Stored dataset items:
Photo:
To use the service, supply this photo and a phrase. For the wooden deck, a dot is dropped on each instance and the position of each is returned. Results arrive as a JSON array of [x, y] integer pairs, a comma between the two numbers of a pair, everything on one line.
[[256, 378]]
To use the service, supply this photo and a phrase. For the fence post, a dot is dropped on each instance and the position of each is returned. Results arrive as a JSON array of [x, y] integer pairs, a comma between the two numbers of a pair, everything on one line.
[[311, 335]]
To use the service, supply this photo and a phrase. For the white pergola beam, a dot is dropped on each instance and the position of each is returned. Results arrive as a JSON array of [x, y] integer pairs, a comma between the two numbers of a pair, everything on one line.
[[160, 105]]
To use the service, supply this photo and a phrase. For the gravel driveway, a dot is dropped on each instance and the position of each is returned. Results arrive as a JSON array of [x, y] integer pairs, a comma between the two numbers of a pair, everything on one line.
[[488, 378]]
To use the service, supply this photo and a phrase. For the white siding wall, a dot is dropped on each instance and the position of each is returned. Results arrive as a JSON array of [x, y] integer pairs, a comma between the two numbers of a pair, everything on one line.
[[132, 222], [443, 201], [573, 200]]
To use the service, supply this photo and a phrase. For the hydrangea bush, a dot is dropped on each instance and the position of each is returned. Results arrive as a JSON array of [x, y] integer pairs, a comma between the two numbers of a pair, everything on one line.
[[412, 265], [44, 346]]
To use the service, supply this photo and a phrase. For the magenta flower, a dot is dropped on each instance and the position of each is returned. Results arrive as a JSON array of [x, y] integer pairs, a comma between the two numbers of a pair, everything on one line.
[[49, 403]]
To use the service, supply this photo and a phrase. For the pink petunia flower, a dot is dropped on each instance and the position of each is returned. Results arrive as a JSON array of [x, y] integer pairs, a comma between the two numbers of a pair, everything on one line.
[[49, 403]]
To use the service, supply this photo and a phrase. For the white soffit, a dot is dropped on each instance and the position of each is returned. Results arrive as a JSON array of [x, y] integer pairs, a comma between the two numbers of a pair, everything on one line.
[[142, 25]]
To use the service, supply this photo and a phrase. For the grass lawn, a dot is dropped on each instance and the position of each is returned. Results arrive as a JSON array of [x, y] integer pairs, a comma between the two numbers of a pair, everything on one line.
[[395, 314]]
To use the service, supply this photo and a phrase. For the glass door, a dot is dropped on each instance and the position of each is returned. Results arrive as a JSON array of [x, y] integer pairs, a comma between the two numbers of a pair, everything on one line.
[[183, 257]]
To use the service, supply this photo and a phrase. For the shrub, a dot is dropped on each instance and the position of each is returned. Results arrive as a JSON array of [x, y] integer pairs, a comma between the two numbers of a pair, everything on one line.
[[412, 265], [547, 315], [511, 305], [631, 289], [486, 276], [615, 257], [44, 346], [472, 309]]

Your task. Can you revise the data above, changing every "integer pairs" to "whole-number pairs" and leaving everything else as it is?

Full output.
Photo:
To use the service, supply this photo and a phrase. For the wooden deck, a dot is dropped on each instance and the position of each is returned. Results arrive as a JSON array of [x, y] whole-number pairs, a comma between the two numbers of a pair, everything on one line.
[[256, 378]]
To use the service, supply this photo and a phrase. For the fence post, a dot is dropped on each instance and the position of each is returned. Results arrive as a JSON array of [x, y] whole-number pairs, a comma between the two numbers of a pair, everything on one line.
[[311, 335]]
To use the service, supply this photo and a phrase. For the white pergola beam, a dot is dropped on each instance and the position of each is returned. Results arrive as a JSON array of [x, y] whole-number pairs, a comma between the two numbers of a pair, everything on one line.
[[160, 105]]
To use the service, supply this photo and a phrase. For the gravel driveway, a dot is dropped on each instance and the position of each is returned. Results arrive as a JSON array of [x, y] whole-number pairs, a comma between the two numbers of a pair, everything on one line.
[[488, 378]]
To use the service, supply this photo and a phrase. For the white siding wall, a dot is dropped on each instance and the position of each is returned. Results arrive as a JSON array of [x, y] whole-number pairs, a comma between the two numbers of a pair, everything on one line.
[[132, 222], [443, 201], [573, 200]]
To use the service, supply this photo and a phrase. For the hydrangea bush, a dot is dropped on each instance and the position of each is returned. Results arrive as a JSON array of [x, y] whole-number pairs, a comma between the two numbers of a pair, everything on one line.
[[412, 265], [44, 346]]
To use the service, supply this photo and a phrase. For the magenta flower, a dot is dropped on each instance and the position of each is returned. Results arrive as a JSON array of [x, y] whole-number pairs, a comma between the two numbers of a pair, everything on one line.
[[49, 403]]
To use the service, supply this photo and a phrase. For the pink petunia flower, a dot is dropped on each instance and the position of each is returned. Results arrive as a JSON array of [x, y] whole-number pairs, a comma between the two numbers of a pair, everything on one line.
[[49, 403]]
To use the service, supply this photo and a phrase. For the white soffit, a dot is dropped on each instance and the position of each is returned. Results arrive as a JSON array of [x, y] whole-number pairs, a comma between the two numbers of a pair, everything on one line.
[[142, 25]]
To use the service, supply this photo and a phrase. For the grass lawn, a dot is dropped on each instance and the position of each is returned. Results arrive as a JSON array of [x, y] whole-number pairs, a comma between the two numbers of a pair, everything on one line.
[[395, 314]]
To use the service, supply this photo and a phrase. For the glass door, a dot is dropped on each instance and the position of each is returned. Results arrive as a JSON array of [x, y] whole-number pairs, a comma between the two numbers of a pair, everything on one line.
[[183, 257]]
To use the service, supply this photo and a phrase. For the shrub, a dot is dropped on each instance and the position of each is returned. Results arrive as a JSON array of [x, y] whole-number pairs, a comma between the two numbers of a pair, everything on one line.
[[412, 265], [547, 315], [511, 305], [631, 289], [486, 276], [615, 257], [44, 346], [472, 309]]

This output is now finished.